▶ _Assignment_: Find the word "below" in the records and copy every line where it occurs.

(Source information Opens)

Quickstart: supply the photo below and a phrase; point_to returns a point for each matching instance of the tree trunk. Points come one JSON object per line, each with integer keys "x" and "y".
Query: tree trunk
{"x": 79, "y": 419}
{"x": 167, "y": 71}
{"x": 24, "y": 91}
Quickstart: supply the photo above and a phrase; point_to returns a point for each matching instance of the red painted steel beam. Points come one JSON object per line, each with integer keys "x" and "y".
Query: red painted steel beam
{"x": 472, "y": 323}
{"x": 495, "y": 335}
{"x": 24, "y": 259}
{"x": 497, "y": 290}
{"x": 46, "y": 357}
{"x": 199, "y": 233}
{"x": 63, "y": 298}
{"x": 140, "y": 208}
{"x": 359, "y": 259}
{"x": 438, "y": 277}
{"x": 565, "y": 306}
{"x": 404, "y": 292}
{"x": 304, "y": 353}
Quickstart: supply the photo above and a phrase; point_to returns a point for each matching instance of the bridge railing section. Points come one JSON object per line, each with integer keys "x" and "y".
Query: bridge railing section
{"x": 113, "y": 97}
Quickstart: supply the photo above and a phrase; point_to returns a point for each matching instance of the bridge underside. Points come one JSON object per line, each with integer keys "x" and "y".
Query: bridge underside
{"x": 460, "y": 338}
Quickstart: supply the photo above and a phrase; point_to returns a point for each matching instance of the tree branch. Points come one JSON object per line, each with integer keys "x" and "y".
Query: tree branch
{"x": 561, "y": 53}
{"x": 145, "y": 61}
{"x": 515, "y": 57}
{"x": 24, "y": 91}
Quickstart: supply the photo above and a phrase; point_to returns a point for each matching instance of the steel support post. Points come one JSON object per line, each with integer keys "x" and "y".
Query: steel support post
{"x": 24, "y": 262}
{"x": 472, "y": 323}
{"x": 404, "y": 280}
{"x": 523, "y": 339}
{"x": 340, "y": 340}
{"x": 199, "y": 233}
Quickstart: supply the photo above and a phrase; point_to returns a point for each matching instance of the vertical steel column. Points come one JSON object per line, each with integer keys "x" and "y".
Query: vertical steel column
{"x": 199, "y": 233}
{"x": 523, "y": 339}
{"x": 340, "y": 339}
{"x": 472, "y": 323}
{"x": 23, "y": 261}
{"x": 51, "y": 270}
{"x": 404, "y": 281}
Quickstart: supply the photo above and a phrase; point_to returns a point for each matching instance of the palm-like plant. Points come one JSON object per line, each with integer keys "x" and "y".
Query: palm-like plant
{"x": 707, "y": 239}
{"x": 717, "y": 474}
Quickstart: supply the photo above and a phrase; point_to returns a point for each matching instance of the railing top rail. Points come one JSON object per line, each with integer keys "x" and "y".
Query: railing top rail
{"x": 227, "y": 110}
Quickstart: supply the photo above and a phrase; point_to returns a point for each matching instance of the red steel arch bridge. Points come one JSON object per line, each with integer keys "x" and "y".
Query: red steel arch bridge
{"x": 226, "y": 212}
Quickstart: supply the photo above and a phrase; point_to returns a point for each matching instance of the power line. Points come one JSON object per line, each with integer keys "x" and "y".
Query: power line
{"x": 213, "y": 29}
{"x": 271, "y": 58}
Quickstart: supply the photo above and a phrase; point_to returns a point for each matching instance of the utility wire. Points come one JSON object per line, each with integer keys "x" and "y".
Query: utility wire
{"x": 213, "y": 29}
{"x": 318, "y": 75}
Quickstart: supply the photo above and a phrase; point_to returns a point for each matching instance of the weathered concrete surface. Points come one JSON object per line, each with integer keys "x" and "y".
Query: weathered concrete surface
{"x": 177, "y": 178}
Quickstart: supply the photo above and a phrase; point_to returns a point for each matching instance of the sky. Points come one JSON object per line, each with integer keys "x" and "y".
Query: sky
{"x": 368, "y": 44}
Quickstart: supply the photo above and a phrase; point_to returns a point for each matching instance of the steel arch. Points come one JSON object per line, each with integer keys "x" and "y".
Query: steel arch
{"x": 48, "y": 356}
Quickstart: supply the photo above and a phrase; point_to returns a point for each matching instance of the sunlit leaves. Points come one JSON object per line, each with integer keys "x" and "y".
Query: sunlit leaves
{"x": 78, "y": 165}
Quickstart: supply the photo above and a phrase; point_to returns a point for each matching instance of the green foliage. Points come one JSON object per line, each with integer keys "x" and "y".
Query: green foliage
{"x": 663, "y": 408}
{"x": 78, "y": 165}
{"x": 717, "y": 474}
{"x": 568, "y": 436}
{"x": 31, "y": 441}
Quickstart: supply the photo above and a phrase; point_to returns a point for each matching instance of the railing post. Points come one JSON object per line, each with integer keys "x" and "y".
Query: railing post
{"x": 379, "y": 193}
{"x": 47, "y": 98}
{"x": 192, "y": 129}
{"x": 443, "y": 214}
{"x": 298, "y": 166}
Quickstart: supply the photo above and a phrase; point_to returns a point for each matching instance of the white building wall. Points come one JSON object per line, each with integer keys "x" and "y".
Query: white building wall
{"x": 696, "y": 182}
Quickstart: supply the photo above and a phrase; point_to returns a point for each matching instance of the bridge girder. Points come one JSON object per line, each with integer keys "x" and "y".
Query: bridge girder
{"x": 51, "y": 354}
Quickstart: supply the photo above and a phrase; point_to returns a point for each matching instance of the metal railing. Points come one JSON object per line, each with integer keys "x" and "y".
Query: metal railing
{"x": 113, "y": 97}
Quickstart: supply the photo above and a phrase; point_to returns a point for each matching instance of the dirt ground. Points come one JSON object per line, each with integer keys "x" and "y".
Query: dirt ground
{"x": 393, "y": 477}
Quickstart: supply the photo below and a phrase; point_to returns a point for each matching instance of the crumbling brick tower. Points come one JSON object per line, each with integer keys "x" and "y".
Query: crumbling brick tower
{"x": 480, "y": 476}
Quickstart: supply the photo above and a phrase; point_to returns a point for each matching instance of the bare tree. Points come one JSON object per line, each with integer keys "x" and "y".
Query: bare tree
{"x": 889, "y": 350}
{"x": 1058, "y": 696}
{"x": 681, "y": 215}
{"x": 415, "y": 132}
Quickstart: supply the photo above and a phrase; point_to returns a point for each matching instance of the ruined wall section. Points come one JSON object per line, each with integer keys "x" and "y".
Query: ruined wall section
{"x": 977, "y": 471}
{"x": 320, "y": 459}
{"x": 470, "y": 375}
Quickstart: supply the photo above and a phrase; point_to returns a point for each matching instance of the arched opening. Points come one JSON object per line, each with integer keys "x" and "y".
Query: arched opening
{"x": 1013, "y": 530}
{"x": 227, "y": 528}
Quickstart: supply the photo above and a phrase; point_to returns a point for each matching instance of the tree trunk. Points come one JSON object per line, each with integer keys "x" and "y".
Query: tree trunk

(Source information Closes)

▶ _Task response_:
Quickstart: supply the photo below and a phrase; point_to returns a point for each matching instance of the tree trunk. Points come one JSON object per line, each with integer keys "x" and "y".
Quickstart: supply the photo below and a phrase; point_to returns a point for each matching instance of the crumbling brick tower. Points come one JSON object per line, each with integer keys "x" and "y".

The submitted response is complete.